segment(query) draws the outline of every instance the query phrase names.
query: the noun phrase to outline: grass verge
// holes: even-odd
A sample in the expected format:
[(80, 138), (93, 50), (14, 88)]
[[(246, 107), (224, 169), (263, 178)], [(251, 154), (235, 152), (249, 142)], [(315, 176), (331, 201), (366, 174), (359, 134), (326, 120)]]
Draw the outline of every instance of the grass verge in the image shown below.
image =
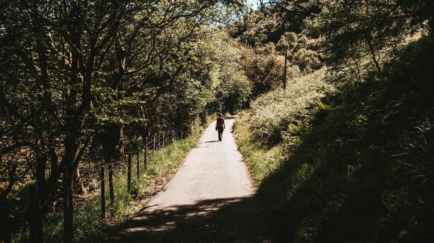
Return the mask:
[[(207, 123), (211, 120), (209, 118)], [(133, 157), (131, 193), (127, 190), (126, 165), (121, 165), (117, 166), (117, 169), (114, 169), (115, 201), (113, 204), (110, 203), (108, 183), (106, 182), (107, 219), (101, 218), (100, 189), (94, 190), (85, 197), (77, 198), (78, 200), (74, 203), (73, 241), (99, 242), (109, 237), (114, 230), (138, 211), (175, 174), (183, 160), (191, 149), (197, 146), (204, 129), (201, 127), (187, 137), (175, 140), (156, 150), (154, 156), (148, 154), (148, 169), (144, 173), (144, 165), (141, 163), (142, 173), (138, 180), (135, 174), (136, 161)], [(108, 180), (108, 177), (106, 179)], [(46, 242), (62, 241), (61, 209), (48, 215), (43, 224)], [(28, 230), (23, 229), (13, 235), (12, 241), (27, 242), (29, 237)]]

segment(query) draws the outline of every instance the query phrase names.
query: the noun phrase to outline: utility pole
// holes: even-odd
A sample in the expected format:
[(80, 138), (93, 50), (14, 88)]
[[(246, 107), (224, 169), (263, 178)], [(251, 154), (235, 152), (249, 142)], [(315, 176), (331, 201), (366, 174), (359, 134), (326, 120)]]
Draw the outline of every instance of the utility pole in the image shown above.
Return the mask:
[(286, 88), (286, 53), (288, 51), (288, 47), (285, 47), (285, 68), (283, 69), (283, 89)]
----------------------------------------
**TO BE DONE**.
Can you put the items, from the very first line through the line containing "242), (29, 237)]]", into a Markdown table with the columns "Row" and "Line", skipping blank lines and leaving the pictures out?

**SOLVED EXERCISE**.
| Row | Line |
|---|---|
| 1 | segment(query) draws the outline of every instance the query phrase names. |
| 2 | query: the noun phrase to outline: grass verge |
| 3 | // holes: even-odd |
| 4 | A sample in the expected format: |
| 5 | [(80, 138), (93, 50), (14, 88)] |
| 6 | [[(246, 107), (224, 169), (263, 178)], [(251, 154), (235, 152), (249, 142)], [(315, 176), (331, 201), (366, 174), (359, 134), (326, 120)]] |
| 7 | Draw the outline of every instance of the grass verge in the image shown below. |
| 8 | image = |
| 9 | Return the mask: |
| 10 | [[(207, 123), (211, 120), (209, 118)], [(133, 157), (131, 193), (127, 190), (126, 165), (121, 165), (117, 166), (117, 169), (114, 169), (115, 201), (113, 204), (110, 203), (108, 183), (106, 182), (107, 219), (101, 218), (100, 189), (94, 190), (85, 197), (77, 198), (78, 200), (74, 203), (73, 241), (99, 242), (109, 237), (114, 230), (138, 211), (175, 174), (183, 160), (191, 149), (197, 146), (204, 129), (201, 127), (187, 137), (175, 140), (156, 150), (154, 156), (148, 154), (148, 169), (144, 173), (144, 165), (141, 163), (142, 173), (138, 180), (135, 174), (136, 161)], [(108, 180), (108, 177), (106, 179)], [(46, 242), (62, 241), (61, 209), (48, 215), (43, 224)], [(28, 230), (23, 229), (13, 235), (12, 241), (27, 242), (29, 237)]] |